Oculus integrates Facebook friends into high score leaderboards
What you need to know
- Leaderboards on Oculus will now feature your Facebook friends' high scores.
- Games can integrate directly with Facebook and publish your scores for friends to see and compete with.
- Facebook can notify you when scores are beaten so you can punch back right away.
Facebook is looking to blur the lines between its social network and its virtual reality division even more with the latest Oculus back-end update. Now when you browse Facebook, or when you're in the Oculus Home interface on an Oculus Rift or Oculus Quest, you'll see the leaderboards of your favorite games baked right into the feed. The big twist here isn't just the inclusion of leaderboards into your gaming feed, though, it's that these leaderboards feature the scores of your Facebook friends.
That new implementation of Facebook's Destinations feature, which was announced at OC6 this past Fall, means that games are able to deeply integrate with your Facebook profile by publishing your high scores for all your friends to see. That also means that you'll be able to easily see when your friends beat your high score and immediately challenge them again. While worldwide leaderboards are cool, sometimes it's just fun to compete with the folks you know and love.

- _AVAILABLE DATA_:
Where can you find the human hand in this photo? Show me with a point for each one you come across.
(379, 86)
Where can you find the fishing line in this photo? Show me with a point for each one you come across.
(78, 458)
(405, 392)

- _WHAT THIS EXERCISE ASKS_:
a. Quote the Oculus leaderboard article, starting with "Facebook is looking" and going on through "your Facebook friends.".
b. In the rows, starting with the line with "Where can you find the fishing" and going on through the last line of the rows, replace "fishing line" with "fishing rod" and leave everything else unchanged. Return only those lines.

- _EXPECTED RESULTS_:
a.
Facebook is looking to blur the lines between its social network and its virtual reality division even more with the latest Oculus back-end update. Now when you browse Facebook, or when you're in the Oculus Home interface on an Oculus Rift or Oculus Quest, you'll see the leaderboards of your favorite games baked right into the feed. The big twist here isn't just the inclusion of leaderboards into your gaming feed, though, it's that these leaderboards feature the scores of your Facebook friends.

b.
Where can you find the fishing rod in this photo? Show me with a point for each one you come across.
(78, 458)
(405, 392)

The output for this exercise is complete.